Patricia Dillon v. HHS - Influenza, shoulder injury related to vaccine administration (SIRVA) (2018)
Case summary [AI summaries can sometimes make mistakes]
On June 22, 2017, Patricia Dillon filed a Vaccine Program petition after receiving an influenza vaccine on or about December 15, 2015. She alleged that the flu shot caused a shoulder injury and that the residual effects lasted more than six months.
The public record is a stipulation decision, so it does not describe Dillon's onset, medical visits, imaging, injections, therapy, or recovery in detail. It does identify the basic story: Dillon tied a shoulder injury to the December 2015 flu vaccination, and respondent denied that the vaccine caused her shoulder injury, any other injury, or her current condition.
The parties filed a joint stipulation on August 1, 2018. Chief Special Master Nora Beth Dorsey found the stipulation reasonable and adopted it on August 10, 2018.
Dillon was awarded a lump sum of $75,000.00, payable to her, representing all damages available under section 15(a). She was represented by Danielle Strait of Maglio Christopher & Toale, PA.
Theory of causation
Influenza vaccine (on or about December 15, 2015) alleged to cause shoulder injury/SIRVA with residual effects more than six months. COMPENSATED by joint stipulation. Respondent denied that the flu vaccine caused shoulder injury, any other injury, or current condition; public stipulation contains limited clinical facts. Chief Special Master Nora Beth Dorsey adopted the stipulation on August 10, 2018. Award: $75,000.00 lump sum payable to Patricia Dillon. Attorney: Danielle Strait, Maglio Christopher & Toale, PA, Seattle, WA.

**Extracted entries:**
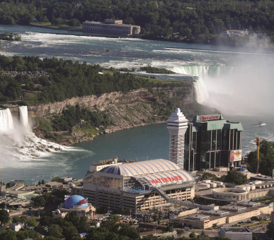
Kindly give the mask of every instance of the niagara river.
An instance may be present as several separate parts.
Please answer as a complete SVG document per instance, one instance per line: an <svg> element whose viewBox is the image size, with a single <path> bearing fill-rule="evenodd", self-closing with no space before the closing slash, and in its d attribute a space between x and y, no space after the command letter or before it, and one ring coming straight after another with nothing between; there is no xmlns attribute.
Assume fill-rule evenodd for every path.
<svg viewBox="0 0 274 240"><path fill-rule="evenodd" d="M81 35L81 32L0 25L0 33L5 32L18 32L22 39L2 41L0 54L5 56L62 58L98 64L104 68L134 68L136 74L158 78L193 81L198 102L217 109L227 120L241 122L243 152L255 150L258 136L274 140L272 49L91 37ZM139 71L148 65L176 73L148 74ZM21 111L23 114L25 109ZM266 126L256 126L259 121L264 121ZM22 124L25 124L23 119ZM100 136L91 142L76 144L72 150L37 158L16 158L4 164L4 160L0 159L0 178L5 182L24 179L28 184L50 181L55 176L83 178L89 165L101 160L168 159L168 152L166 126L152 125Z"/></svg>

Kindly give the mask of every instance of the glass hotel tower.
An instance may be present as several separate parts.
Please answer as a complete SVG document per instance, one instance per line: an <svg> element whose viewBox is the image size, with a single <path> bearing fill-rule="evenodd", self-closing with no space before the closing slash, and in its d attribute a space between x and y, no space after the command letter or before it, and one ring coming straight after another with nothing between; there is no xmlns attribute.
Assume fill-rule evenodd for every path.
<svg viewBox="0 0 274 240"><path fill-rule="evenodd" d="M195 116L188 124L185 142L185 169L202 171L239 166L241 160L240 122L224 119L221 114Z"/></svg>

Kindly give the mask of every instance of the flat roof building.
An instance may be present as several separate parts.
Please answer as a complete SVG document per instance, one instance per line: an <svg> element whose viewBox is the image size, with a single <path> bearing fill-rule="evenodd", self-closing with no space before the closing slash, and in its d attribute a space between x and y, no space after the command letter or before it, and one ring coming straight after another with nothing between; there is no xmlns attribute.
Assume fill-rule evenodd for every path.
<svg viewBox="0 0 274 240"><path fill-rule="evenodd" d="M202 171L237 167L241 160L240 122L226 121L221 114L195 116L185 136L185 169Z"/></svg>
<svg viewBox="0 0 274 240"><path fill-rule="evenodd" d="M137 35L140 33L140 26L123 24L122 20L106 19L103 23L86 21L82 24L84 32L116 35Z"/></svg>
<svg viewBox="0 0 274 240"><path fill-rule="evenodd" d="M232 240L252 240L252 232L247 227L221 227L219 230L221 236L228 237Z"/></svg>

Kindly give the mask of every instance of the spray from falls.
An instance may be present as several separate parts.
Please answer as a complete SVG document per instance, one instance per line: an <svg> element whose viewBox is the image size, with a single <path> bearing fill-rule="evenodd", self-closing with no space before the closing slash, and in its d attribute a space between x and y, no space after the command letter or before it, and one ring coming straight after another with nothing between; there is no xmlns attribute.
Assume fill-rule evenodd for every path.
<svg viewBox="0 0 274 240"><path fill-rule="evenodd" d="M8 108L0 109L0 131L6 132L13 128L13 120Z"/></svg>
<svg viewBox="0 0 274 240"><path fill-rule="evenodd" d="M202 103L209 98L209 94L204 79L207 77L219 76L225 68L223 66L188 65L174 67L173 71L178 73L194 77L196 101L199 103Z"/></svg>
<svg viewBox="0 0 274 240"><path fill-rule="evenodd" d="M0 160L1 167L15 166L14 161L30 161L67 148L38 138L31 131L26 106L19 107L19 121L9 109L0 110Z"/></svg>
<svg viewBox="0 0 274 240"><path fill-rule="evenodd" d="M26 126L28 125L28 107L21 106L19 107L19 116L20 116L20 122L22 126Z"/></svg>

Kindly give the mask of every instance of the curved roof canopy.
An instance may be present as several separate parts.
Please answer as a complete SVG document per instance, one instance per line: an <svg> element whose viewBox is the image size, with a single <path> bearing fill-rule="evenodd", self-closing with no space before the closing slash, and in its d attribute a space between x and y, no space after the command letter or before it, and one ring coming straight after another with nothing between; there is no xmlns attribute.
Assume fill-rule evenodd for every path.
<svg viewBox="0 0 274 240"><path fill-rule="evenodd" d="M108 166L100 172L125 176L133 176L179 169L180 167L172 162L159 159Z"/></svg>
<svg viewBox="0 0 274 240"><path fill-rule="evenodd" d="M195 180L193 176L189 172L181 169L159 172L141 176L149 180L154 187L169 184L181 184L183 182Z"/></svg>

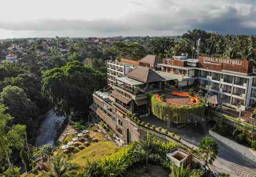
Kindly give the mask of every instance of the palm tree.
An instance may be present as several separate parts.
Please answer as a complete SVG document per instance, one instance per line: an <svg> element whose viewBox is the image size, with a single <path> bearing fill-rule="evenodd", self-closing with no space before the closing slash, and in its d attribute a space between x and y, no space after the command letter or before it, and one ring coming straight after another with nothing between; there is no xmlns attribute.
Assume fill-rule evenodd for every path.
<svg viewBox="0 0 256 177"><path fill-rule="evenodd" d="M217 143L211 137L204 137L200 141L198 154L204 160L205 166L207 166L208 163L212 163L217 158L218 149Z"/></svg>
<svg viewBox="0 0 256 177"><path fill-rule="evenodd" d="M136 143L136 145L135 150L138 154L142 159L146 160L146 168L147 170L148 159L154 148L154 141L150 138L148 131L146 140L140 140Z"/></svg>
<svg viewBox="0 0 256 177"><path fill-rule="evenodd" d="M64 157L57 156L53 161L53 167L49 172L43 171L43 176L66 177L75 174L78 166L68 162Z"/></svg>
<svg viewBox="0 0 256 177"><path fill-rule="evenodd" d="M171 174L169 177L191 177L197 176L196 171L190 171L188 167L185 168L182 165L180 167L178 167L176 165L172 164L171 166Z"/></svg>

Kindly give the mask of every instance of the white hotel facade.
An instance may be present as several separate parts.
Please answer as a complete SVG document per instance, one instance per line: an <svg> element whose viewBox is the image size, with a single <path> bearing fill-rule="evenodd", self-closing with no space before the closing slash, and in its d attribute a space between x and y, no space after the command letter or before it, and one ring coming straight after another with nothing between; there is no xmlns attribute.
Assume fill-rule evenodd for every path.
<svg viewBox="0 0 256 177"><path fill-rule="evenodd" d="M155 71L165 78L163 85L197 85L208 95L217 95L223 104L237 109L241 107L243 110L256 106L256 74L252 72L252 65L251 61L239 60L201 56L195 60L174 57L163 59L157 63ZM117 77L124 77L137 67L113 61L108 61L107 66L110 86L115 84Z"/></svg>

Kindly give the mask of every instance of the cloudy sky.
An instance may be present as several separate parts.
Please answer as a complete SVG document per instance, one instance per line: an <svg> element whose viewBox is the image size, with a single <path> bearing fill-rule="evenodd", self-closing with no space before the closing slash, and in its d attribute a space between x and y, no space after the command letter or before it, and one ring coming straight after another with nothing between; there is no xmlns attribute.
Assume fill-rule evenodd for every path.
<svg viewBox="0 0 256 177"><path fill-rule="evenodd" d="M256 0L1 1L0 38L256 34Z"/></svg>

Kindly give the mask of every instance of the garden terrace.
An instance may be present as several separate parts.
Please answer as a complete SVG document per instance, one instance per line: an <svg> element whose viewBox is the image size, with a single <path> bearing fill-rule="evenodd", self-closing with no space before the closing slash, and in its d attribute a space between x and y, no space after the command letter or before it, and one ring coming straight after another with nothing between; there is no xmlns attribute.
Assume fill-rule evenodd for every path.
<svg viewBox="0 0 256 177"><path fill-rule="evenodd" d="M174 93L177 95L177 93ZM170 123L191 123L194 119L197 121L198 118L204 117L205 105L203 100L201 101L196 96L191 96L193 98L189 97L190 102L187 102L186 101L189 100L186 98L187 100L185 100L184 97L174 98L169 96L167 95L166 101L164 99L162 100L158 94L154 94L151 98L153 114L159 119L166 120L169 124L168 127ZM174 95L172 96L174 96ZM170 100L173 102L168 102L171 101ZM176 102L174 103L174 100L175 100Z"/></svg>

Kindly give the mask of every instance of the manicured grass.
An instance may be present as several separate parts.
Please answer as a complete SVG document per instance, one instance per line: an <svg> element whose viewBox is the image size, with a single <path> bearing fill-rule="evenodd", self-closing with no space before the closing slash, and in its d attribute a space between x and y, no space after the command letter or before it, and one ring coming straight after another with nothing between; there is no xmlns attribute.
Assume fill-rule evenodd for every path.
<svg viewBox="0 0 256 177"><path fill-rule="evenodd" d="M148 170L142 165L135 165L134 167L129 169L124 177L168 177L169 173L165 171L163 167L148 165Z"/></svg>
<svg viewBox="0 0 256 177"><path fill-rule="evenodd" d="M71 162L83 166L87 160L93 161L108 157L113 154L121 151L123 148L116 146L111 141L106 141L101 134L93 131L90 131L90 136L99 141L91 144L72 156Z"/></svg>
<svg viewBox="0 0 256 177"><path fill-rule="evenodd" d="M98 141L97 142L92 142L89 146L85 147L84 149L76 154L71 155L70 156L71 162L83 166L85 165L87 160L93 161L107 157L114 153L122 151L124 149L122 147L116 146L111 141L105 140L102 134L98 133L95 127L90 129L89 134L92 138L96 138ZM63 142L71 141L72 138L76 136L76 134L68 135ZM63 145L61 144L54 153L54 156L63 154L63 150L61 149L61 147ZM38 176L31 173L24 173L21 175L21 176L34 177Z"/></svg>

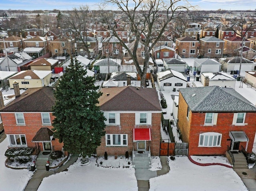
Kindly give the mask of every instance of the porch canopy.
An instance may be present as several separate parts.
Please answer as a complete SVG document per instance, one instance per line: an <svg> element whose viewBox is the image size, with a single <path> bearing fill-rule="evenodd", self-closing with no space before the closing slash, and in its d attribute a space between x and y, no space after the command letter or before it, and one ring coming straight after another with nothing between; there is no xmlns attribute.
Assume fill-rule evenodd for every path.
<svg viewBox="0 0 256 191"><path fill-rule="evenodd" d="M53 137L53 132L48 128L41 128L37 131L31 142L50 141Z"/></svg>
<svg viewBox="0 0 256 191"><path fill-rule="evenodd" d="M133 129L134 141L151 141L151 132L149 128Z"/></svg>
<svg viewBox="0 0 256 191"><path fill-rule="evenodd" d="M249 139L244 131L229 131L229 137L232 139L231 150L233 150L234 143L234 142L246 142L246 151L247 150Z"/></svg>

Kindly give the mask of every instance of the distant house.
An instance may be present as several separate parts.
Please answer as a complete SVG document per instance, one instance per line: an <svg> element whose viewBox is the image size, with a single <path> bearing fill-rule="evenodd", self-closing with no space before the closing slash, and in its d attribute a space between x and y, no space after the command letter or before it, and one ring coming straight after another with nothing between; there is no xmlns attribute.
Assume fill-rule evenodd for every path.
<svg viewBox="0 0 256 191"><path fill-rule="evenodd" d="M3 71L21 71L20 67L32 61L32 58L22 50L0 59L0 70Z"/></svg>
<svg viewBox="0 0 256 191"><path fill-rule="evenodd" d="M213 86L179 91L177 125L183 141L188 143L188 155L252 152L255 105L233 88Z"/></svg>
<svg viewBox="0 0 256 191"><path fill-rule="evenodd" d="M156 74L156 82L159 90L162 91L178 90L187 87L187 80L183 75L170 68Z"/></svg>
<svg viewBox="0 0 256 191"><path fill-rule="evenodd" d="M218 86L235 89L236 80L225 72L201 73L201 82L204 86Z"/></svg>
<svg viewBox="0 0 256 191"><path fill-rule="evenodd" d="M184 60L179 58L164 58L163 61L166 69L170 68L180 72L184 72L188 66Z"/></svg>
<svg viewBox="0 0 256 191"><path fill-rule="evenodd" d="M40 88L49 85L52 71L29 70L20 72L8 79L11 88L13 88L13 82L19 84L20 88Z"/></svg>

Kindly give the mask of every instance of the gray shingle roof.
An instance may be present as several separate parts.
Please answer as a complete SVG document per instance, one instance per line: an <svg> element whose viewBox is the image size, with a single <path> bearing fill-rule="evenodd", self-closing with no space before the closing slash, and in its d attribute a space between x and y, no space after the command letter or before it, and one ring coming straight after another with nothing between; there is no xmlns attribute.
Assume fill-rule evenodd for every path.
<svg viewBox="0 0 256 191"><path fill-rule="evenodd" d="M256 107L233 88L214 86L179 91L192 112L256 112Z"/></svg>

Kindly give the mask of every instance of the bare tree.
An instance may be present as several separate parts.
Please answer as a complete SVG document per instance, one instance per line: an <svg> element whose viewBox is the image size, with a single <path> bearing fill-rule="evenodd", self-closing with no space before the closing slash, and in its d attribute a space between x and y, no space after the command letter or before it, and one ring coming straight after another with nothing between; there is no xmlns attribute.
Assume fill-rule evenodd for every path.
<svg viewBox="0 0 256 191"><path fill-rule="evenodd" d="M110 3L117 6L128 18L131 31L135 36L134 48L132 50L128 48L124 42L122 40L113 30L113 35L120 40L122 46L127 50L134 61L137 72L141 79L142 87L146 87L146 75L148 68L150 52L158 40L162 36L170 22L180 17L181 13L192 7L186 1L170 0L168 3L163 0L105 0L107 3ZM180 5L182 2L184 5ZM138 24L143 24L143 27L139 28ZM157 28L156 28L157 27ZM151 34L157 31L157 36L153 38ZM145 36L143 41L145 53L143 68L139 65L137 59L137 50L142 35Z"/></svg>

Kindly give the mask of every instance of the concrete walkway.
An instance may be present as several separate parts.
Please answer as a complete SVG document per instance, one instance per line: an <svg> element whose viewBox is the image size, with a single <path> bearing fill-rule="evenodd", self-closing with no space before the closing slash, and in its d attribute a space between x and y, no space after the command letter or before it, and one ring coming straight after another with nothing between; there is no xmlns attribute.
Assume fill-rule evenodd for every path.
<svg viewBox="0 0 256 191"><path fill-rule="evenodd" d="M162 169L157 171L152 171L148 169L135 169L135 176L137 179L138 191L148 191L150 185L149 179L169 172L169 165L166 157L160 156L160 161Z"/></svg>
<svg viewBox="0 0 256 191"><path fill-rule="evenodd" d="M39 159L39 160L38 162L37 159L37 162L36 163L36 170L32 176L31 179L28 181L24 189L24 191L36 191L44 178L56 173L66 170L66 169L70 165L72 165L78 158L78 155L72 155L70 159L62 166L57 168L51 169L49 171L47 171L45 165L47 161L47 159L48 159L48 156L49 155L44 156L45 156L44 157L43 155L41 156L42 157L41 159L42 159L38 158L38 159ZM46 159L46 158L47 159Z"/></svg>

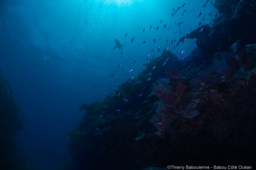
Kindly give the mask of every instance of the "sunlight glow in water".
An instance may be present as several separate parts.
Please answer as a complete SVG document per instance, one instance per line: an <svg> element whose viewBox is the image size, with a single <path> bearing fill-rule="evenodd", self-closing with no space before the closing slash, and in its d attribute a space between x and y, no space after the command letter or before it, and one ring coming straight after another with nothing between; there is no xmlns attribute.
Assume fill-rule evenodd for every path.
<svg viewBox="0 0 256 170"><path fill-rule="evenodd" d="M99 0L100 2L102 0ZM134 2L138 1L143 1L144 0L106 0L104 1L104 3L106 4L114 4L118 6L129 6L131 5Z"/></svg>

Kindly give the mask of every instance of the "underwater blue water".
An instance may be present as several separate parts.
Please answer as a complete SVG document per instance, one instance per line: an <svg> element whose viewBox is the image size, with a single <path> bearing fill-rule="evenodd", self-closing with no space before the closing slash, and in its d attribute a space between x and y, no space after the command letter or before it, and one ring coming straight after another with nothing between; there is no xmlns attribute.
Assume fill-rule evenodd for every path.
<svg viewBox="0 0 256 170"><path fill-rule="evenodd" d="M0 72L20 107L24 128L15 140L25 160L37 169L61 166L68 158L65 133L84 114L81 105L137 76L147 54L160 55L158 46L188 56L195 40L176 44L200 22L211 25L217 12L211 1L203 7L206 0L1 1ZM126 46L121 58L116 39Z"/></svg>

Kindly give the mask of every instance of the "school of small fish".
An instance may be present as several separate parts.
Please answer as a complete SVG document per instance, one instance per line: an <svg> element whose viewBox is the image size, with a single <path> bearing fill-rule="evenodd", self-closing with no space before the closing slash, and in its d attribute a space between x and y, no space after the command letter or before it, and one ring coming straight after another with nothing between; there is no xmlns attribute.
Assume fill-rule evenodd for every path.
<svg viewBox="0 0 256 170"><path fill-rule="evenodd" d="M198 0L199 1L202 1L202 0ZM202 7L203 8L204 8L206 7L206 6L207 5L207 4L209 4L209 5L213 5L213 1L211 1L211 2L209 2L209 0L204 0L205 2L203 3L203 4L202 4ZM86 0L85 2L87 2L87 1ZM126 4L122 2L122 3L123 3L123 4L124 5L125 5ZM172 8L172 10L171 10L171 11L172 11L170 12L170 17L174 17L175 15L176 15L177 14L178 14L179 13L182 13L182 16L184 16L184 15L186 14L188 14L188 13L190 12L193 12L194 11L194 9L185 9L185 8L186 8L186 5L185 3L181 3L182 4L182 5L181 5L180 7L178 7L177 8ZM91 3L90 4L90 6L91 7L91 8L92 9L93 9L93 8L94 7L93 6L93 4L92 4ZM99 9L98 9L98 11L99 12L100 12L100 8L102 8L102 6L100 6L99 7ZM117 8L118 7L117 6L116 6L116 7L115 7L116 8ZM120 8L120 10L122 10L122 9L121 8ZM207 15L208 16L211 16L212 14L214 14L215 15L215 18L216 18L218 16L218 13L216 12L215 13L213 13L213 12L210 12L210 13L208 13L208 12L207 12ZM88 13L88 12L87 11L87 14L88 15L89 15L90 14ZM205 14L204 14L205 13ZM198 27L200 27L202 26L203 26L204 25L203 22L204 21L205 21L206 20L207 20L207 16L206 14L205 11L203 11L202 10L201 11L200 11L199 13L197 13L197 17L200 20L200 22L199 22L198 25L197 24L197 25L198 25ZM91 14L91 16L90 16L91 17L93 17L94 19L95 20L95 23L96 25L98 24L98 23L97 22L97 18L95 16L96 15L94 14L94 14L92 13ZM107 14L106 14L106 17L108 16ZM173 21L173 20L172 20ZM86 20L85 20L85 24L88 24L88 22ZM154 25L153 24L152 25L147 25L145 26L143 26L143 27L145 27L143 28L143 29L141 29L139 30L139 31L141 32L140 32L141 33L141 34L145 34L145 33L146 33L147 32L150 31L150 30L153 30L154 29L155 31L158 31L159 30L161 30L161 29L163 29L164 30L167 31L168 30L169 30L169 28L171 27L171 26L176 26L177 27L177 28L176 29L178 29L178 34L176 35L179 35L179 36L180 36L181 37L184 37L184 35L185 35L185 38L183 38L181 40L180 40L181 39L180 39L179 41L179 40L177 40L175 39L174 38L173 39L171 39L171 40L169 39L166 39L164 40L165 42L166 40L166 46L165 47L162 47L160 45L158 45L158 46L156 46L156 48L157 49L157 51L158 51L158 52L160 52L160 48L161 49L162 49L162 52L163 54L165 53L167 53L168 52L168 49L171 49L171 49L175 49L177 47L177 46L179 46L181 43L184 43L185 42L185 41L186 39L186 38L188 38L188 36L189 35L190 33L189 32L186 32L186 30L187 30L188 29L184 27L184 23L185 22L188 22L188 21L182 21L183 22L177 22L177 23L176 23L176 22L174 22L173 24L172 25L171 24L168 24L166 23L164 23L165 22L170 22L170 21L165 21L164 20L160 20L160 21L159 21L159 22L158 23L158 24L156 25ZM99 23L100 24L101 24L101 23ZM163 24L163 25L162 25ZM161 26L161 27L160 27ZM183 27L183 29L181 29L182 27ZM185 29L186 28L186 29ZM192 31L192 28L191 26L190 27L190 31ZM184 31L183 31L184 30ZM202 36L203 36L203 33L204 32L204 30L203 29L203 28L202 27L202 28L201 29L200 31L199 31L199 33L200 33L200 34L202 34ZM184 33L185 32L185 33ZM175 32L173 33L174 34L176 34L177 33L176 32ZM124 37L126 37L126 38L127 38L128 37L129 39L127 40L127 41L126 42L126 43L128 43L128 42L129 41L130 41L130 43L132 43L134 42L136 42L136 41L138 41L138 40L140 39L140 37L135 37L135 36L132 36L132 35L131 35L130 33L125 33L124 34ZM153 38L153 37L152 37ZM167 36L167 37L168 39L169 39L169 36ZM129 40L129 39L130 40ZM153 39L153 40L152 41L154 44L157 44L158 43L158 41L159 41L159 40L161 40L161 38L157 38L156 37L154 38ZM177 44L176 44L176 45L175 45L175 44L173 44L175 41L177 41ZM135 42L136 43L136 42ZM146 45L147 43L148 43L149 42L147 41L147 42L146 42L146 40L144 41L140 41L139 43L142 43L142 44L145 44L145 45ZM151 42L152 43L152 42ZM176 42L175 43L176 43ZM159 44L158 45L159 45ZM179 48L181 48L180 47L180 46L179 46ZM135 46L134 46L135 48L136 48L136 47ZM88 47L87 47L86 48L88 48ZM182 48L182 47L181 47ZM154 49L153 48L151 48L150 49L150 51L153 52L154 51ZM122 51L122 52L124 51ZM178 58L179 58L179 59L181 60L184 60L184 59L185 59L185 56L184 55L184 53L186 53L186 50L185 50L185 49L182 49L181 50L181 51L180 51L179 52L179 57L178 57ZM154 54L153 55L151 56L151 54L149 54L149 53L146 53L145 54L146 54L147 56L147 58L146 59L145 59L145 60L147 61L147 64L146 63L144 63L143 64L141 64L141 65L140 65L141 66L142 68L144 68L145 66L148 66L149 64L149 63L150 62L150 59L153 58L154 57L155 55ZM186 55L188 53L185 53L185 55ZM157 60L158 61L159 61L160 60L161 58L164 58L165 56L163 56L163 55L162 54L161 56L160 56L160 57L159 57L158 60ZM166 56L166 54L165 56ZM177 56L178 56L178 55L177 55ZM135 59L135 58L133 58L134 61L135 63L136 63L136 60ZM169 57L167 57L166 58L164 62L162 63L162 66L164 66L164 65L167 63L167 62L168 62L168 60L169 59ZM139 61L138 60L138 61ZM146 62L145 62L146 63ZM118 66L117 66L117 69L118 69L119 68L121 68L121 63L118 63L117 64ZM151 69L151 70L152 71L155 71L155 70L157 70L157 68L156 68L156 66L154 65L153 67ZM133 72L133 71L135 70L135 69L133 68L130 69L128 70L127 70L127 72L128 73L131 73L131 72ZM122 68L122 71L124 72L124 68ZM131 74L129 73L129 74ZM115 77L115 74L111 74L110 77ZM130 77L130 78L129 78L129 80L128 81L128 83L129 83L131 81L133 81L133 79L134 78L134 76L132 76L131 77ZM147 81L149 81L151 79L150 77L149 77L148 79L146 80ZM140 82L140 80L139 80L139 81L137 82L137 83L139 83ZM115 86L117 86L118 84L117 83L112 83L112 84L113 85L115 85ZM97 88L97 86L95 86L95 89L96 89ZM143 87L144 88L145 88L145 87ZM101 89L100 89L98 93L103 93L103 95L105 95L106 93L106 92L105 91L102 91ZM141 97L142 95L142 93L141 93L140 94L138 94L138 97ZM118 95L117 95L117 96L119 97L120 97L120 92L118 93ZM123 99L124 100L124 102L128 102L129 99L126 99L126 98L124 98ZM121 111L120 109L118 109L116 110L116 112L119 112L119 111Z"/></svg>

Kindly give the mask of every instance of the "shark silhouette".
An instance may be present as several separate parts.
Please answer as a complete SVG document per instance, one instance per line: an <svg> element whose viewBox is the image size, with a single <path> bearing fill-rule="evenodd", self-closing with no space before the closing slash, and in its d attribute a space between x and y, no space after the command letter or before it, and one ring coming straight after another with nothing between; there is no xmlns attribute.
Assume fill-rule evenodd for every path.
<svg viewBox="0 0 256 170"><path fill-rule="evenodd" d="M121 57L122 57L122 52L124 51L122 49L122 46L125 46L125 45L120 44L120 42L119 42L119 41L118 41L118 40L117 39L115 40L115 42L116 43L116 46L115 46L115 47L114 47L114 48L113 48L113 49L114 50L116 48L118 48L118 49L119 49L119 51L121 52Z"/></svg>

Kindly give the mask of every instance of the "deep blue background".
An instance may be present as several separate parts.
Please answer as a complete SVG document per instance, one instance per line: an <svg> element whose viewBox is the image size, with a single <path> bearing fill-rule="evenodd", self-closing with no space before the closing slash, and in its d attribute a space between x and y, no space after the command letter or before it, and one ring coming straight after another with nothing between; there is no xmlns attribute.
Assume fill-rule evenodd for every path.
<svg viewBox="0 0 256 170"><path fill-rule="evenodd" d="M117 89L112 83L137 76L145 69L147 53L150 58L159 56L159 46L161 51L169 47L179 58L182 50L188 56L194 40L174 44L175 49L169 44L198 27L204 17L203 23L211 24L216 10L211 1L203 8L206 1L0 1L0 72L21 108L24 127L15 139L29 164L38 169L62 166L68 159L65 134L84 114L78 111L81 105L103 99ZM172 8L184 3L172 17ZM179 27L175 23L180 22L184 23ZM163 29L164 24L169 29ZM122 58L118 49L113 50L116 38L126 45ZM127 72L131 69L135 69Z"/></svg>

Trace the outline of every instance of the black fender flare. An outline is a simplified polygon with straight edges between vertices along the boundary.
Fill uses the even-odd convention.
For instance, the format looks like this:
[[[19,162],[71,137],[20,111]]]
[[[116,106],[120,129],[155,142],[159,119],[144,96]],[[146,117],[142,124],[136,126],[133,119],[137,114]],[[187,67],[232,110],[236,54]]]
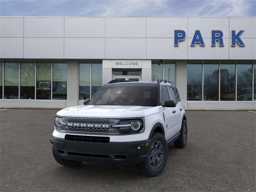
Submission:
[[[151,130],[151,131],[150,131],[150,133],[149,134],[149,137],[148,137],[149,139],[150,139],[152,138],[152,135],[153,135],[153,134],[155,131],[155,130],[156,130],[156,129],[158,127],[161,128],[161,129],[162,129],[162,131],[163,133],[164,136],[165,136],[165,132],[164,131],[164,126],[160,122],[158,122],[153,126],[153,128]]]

**Exercise aim:**
Copy the full Dillon vaccine case summary, word for word. The data comes from a separate source.

**Solution to the exercise:**
Patricia Dillon v. HHS - Influenza, shoulder injury related to vaccine administration (SIRVA) (2018)
Case summary [AI summaries can sometimes make mistakes]
On June 22, 2017, Patricia Dillon filed a Vaccine Program petition after receiving an influenza vaccine on or about December 15, 2015. She alleged that the flu shot caused a shoulder injury and that the residual effects lasted more than six months.
The public record is a stipulation decision, so it does not describe Dillon's onset, medical visits, imaging, injections, therapy, or recovery in detail. It does identify the basic story: Dillon tied a shoulder injury to the December 2015 flu vaccination, and respondent denied that the vaccine caused her shoulder injury, any other injury, or her current condition.
The parties filed a joint stipulation on August 1, 2018. Chief Special Master Nora Beth Dorsey found the stipulation reasonable and adopted it on August 10, 2018.
Dillon was awarded a lump sum of $75,000.00, payable to her, representing all damages available under section 15(a). She was represented by Danielle Strait of Maglio Christopher & Toale, PA.
Theory of causation
Influenza vaccine (on or about December 15, 2015) alleged to cause shoulder injury/SIRVA with residual effects more than six months. COMPENSATED by joint stipulation. Respondent denied that the flu vaccine caused shoulder injury, any other injury, or current condition; public stipulation contains limited clinical facts. Chief Special Master Nora Beth Dorsey adopted the stipulation on August 10, 2018. Award: $75,000.00 lump sum payable to Patricia Dillon. Attorney: Danielle Strait, Maglio Christopher & Toale, PA, Seattle, WA.